__The task__: Excluding pictures, give the entries again exactly as they appear.

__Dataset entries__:
------
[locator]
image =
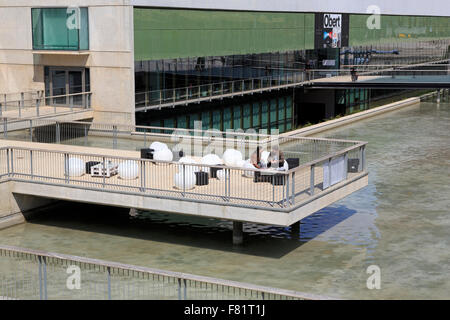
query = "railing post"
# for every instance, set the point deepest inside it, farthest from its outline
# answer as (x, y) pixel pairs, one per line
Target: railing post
(114, 137)
(58, 133)
(71, 103)
(108, 272)
(142, 175)
(66, 167)
(293, 188)
(103, 172)
(184, 180)
(22, 102)
(312, 184)
(12, 162)
(363, 158)
(38, 102)
(40, 278)
(8, 162)
(31, 130)
(5, 128)
(346, 165)
(31, 164)
(45, 278)
(179, 289)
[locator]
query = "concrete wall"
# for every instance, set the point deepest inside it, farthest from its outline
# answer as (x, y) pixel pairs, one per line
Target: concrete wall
(16, 208)
(110, 58)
------
__Expected answer__:
[locator]
image =
query = "railing post"
# for every instance, set the point deepest inside it, farthest from its outline
# answer as (x, y) pixel pairs, one per line
Target: railing post
(114, 137)
(58, 133)
(71, 103)
(108, 272)
(142, 175)
(66, 167)
(293, 188)
(103, 172)
(184, 180)
(22, 102)
(312, 184)
(12, 162)
(363, 158)
(38, 102)
(40, 278)
(8, 162)
(31, 130)
(5, 128)
(346, 165)
(31, 164)
(45, 278)
(179, 289)
[locator]
query = "concrete wall"
# for every instance, set the point deepest inside it, farthest from its outline
# answer as (x, y) pixel pairs, one per line
Target: concrete wall
(16, 208)
(110, 58)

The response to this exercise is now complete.